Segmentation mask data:
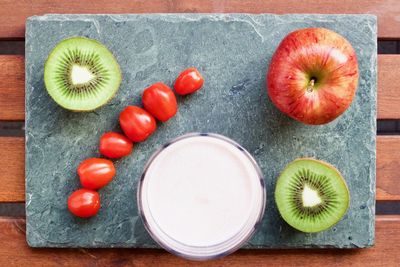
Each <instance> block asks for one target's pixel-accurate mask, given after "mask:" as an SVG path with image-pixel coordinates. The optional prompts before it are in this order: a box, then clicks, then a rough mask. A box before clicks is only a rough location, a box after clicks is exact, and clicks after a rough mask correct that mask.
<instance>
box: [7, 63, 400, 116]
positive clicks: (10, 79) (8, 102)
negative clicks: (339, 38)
mask: <svg viewBox="0 0 400 267" xmlns="http://www.w3.org/2000/svg"><path fill="white" fill-rule="evenodd" d="M0 69H1V70H2V71H1V72H0V120H23V119H24V116H25V114H24V111H25V107H24V58H23V57H22V56H10V55H0ZM378 73H379V75H378V81H379V83H378V118H379V119H400V108H399V107H400V88H399V87H400V83H399V82H398V77H400V55H378ZM43 90H44V88H43Z"/></svg>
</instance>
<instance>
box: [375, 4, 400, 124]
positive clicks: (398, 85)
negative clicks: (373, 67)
mask: <svg viewBox="0 0 400 267" xmlns="http://www.w3.org/2000/svg"><path fill="white" fill-rule="evenodd" d="M399 4H400V2H399ZM399 77H400V55H378V118H379V119H399V118H400V83H399V81H398V79H399Z"/></svg>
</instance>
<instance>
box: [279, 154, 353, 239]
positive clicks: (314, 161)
mask: <svg viewBox="0 0 400 267" xmlns="http://www.w3.org/2000/svg"><path fill="white" fill-rule="evenodd" d="M299 161H309V162H314V163H317V164H320V165H323V166H324V167H326V168H327V169H329V170H330V171H333V172H334V173H335V175H336V178H338V179H339V180H340V182H341V183H340V184H341V186H343V188H342V191H346V192H347V195H346V198H347V202H342V203H341V204H343V203H346V206H345V209H344V210H343V209H342V212H341V213H340V217H339V216H338V218H339V219H337V220H336V221H333V222H332V223H331V224H327V225H325V226H324V227H323V229H304V228H301V227H299V226H298V225H296V223H293V221H291V220H290V218H289V219H288V215H287V214H286V216H285V215H284V213H283V212H282V210H281V208H280V207H279V203H278V202H279V200H278V197H277V195H278V194H277V191H278V182H279V179H281V177H282V176H283V175H284V173H285V172H286V171H287V169H289V168H291V165H292V164H294V163H296V162H299ZM307 170H308V169H307ZM292 171H293V170H292ZM299 171H301V169H299V170H297V172H299ZM310 171H311V172H313V173H314V174H316V175H319V174H317V173H316V172H315V171H313V170H310ZM292 175H293V174H292ZM336 178H335V179H336ZM339 197H340V196H339ZM275 202H276V204H277V206H278V211H279V212H280V214H281V216H282V217H283V219H284V220H285V221H286V222H287V223H288V224H289V225H290V226H292V227H293V228H295V229H297V230H299V231H302V232H307V233H313V232H320V231H323V230H326V229H329V228H331V227H332V226H333V225H335V224H336V223H338V222H339V221H340V220H341V219H342V218H343V216H344V215H345V214H346V213H347V211H348V209H349V206H350V193H349V188H348V186H347V184H346V180H345V179H344V178H343V176H342V175H341V173H340V171H339V170H338V169H337V168H336V167H335V166H333V165H332V164H329V163H327V162H324V161H321V160H317V159H314V158H298V159H295V160H294V161H292V162H290V163H289V164H288V165H287V166H286V167H285V168H284V169H283V170H282V172H281V173H280V175H279V178H278V181H277V186H276V188H275ZM341 207H344V205H342V206H341ZM291 216H296V215H291ZM301 218H303V217H301Z"/></svg>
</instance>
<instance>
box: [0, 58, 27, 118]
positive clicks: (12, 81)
mask: <svg viewBox="0 0 400 267" xmlns="http://www.w3.org/2000/svg"><path fill="white" fill-rule="evenodd" d="M24 66H25V63H24V57H23V56H14V55H13V56H8V55H7V56H4V55H0V70H1V71H0V120H23V119H24V117H25V67H24Z"/></svg>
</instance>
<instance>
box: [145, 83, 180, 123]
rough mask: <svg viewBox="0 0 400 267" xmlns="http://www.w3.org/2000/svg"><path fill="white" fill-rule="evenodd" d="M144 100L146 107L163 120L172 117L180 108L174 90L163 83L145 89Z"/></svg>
mask: <svg viewBox="0 0 400 267" xmlns="http://www.w3.org/2000/svg"><path fill="white" fill-rule="evenodd" d="M142 102H143V106H144V108H145V109H146V110H147V111H148V112H150V113H151V115H153V116H154V117H156V118H157V119H158V120H160V121H162V122H164V121H167V120H169V119H170V118H172V117H173V116H174V115H175V114H176V111H177V110H178V105H177V103H176V97H175V94H174V92H172V90H171V88H169V87H168V86H167V85H165V84H163V83H155V84H153V85H152V86H150V87H149V88H147V89H146V90H144V92H143V96H142Z"/></svg>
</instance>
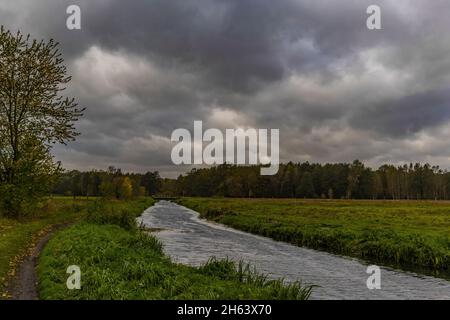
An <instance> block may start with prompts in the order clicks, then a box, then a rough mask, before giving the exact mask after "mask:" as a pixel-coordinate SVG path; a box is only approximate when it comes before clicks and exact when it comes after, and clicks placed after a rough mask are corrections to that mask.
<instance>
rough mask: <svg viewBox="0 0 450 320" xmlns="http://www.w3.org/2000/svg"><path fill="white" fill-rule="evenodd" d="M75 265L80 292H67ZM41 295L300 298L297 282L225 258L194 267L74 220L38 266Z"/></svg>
mask: <svg viewBox="0 0 450 320" xmlns="http://www.w3.org/2000/svg"><path fill="white" fill-rule="evenodd" d="M70 265H77V266H79V267H80V269H81V290H68V289H67V287H66V280H67V277H68V275H67V274H66V269H67V267H68V266H70ZM38 275H39V279H40V280H39V292H40V298H41V299H139V300H140V299H305V298H307V297H308V296H309V294H310V289H309V288H304V287H302V286H301V285H300V284H299V283H294V284H285V283H284V282H283V281H282V280H278V281H275V280H267V278H266V277H265V276H262V275H259V274H258V273H256V272H254V271H252V270H251V268H248V267H246V266H244V265H243V264H239V265H236V264H235V263H234V262H231V261H226V260H223V261H218V260H215V259H212V260H210V261H209V262H208V263H207V264H205V265H204V266H203V267H200V268H193V267H189V266H185V265H180V264H174V263H172V262H171V261H170V259H169V258H167V257H166V256H165V255H164V254H163V252H162V246H161V244H160V243H159V242H158V241H157V240H156V239H155V238H154V237H152V236H149V235H147V234H144V233H143V232H140V231H129V230H126V229H123V228H121V227H119V226H115V225H107V224H106V225H97V224H94V223H80V224H77V225H75V226H72V227H70V228H69V229H67V230H64V231H62V232H59V233H58V234H57V235H56V236H55V237H54V238H53V239H52V240H51V241H50V242H49V244H48V245H47V246H46V248H45V249H44V251H43V253H42V255H41V258H40V262H39V267H38Z"/></svg>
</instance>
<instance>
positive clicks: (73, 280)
mask: <svg viewBox="0 0 450 320" xmlns="http://www.w3.org/2000/svg"><path fill="white" fill-rule="evenodd" d="M66 273H68V274H70V276H69V277H68V278H67V281H66V286H67V289H69V290H80V289H81V269H80V267H79V266H76V265H72V266H69V267H68V268H67V270H66Z"/></svg>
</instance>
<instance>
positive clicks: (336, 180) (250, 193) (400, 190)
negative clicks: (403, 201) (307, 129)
mask: <svg viewBox="0 0 450 320" xmlns="http://www.w3.org/2000/svg"><path fill="white" fill-rule="evenodd" d="M259 169H260V166H233V165H228V164H225V165H220V166H216V167H211V168H205V169H193V170H192V171H190V172H189V173H187V174H186V175H181V176H179V177H178V179H177V180H176V182H175V183H174V186H173V189H174V190H173V191H174V194H175V195H179V196H204V197H209V196H224V197H279V198H328V199H394V200H399V199H417V200H420V199H432V200H448V199H450V173H449V172H447V171H446V170H442V169H440V168H439V167H438V166H431V165H429V164H423V165H422V164H419V163H416V164H412V163H411V164H408V165H407V164H405V165H402V166H394V165H383V166H381V167H379V168H378V169H376V170H374V169H372V168H370V167H366V166H365V165H364V164H363V163H362V162H360V161H358V160H355V161H353V162H352V163H334V164H331V163H328V164H318V163H309V162H304V163H293V162H289V163H286V164H281V165H280V170H279V171H278V173H277V174H276V175H273V176H262V175H260V171H259Z"/></svg>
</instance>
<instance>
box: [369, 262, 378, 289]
mask: <svg viewBox="0 0 450 320" xmlns="http://www.w3.org/2000/svg"><path fill="white" fill-rule="evenodd" d="M366 273H368V274H370V276H369V277H368V278H367V281H366V285H367V289H369V290H373V289H381V269H380V267H379V266H375V265H371V266H368V267H367V270H366Z"/></svg>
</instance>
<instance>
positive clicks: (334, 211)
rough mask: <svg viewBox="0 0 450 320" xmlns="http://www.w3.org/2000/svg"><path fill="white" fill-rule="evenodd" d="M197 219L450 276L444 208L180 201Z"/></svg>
mask: <svg viewBox="0 0 450 320" xmlns="http://www.w3.org/2000/svg"><path fill="white" fill-rule="evenodd" d="M179 203H180V204H182V205H184V206H187V207H189V208H192V209H194V210H197V211H198V212H200V213H201V215H202V217H204V218H207V219H210V220H214V221H216V222H220V223H223V224H225V225H228V226H231V227H233V228H236V229H240V230H243V231H247V232H251V233H255V234H259V235H263V236H267V237H270V238H273V239H275V240H279V241H285V242H289V243H292V244H295V245H299V246H305V247H309V248H313V249H319V250H323V251H328V252H333V253H338V254H343V255H347V256H352V257H358V258H362V259H365V260H368V261H371V262H376V263H379V264H385V265H391V266H395V267H401V268H404V269H407V270H413V271H421V272H424V273H433V274H435V275H437V276H442V277H446V278H448V277H449V275H450V270H449V268H450V232H449V230H450V203H449V202H433V201H356V200H355V201H345V200H298V199H223V198H183V199H181V200H179Z"/></svg>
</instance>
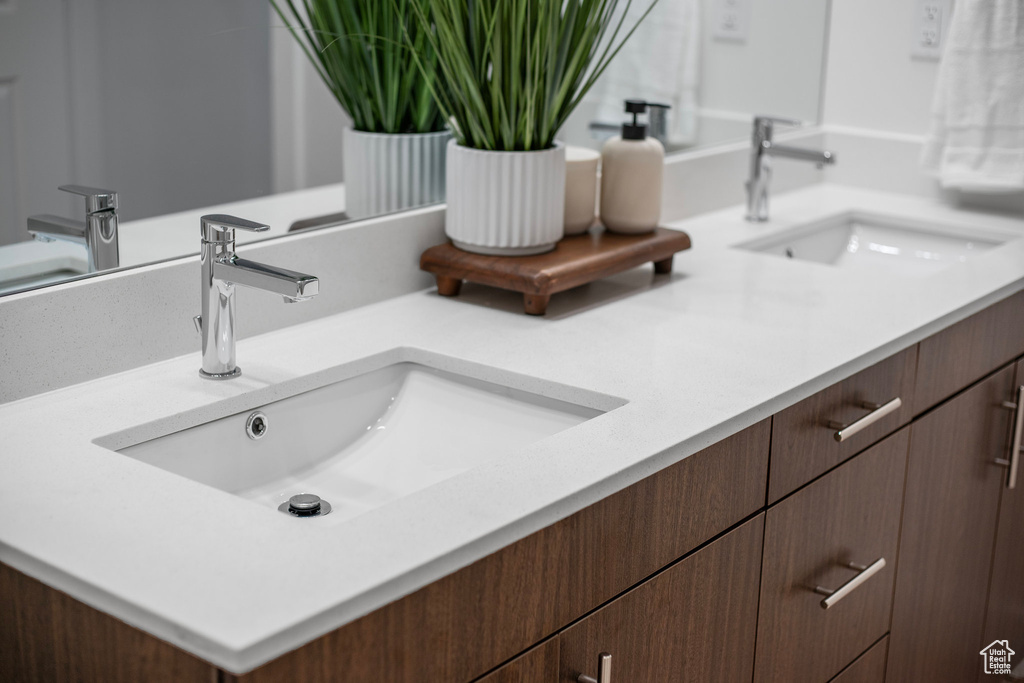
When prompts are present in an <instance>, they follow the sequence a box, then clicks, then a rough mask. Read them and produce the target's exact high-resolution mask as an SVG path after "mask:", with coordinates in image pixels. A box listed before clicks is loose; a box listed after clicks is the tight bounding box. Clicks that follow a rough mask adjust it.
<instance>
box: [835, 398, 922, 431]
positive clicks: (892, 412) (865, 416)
mask: <svg viewBox="0 0 1024 683" xmlns="http://www.w3.org/2000/svg"><path fill="white" fill-rule="evenodd" d="M902 404H903V401H902V400H900V398H899V396H896V397H895V398H893V399H892V400H890V401H889V402H886V403H871V402H868V401H866V400H865V401H863V402H861V403H860V407H861V408H866V409H867V410H869V411H870V413H868V414H867V415H865V416H864V417H862V418H861V419H859V420H856V421H854V422H851V423H850V424H848V425H845V424H843V423H842V422H836V421H829V422H828V429H835V430H836V440H837V441H845V440H846V439H848V438H850V437H851V436H853V435H854V434H856V433H857V432H859V431H861V430H862V429H866V428H868V427H870V426H871V425H873V424H874V423H876V422H878V421H879V420H881V419H882V418H884V417H886V416H887V415H889V414H890V413H895V412H896V411H898V410H899V409H900V407H901V405H902Z"/></svg>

WHAT THIS TASK INVOLVES: Starting with the first line of the data, transcribe every line exactly through the one containing "positive clicks: (398, 85)". No pictures go in.

EXPECTED ANSWER:
Each <instance> block asks for one target's pixel-accurate mask, given after "mask:" as an SVG path with image-pixel coordinates. The optional prompts before it are in this order: a box, then clicks, then a rough mask. A box before clicks is only a rough location, a box after clicks is exact, and clicks after a rough mask correct that mask.
<instance>
box: [7, 63, 400, 116]
positive clicks: (10, 79) (8, 102)
negative clicks: (339, 38)
mask: <svg viewBox="0 0 400 267" xmlns="http://www.w3.org/2000/svg"><path fill="white" fill-rule="evenodd" d="M0 69H1V70H2V71H1V72H0V120H23V119H24V116H25V114H24V111H25V107H24V58H23V57H22V56H10V55H0ZM378 73H379V75H378V81H379V83H378V118H379V119H400V108H399V107H400V88H399V87H400V83H399V82H398V77H400V55H378ZM43 90H44V88H43Z"/></svg>
</instance>
<instance>
box: [375, 4, 400, 124]
positive clicks: (398, 85)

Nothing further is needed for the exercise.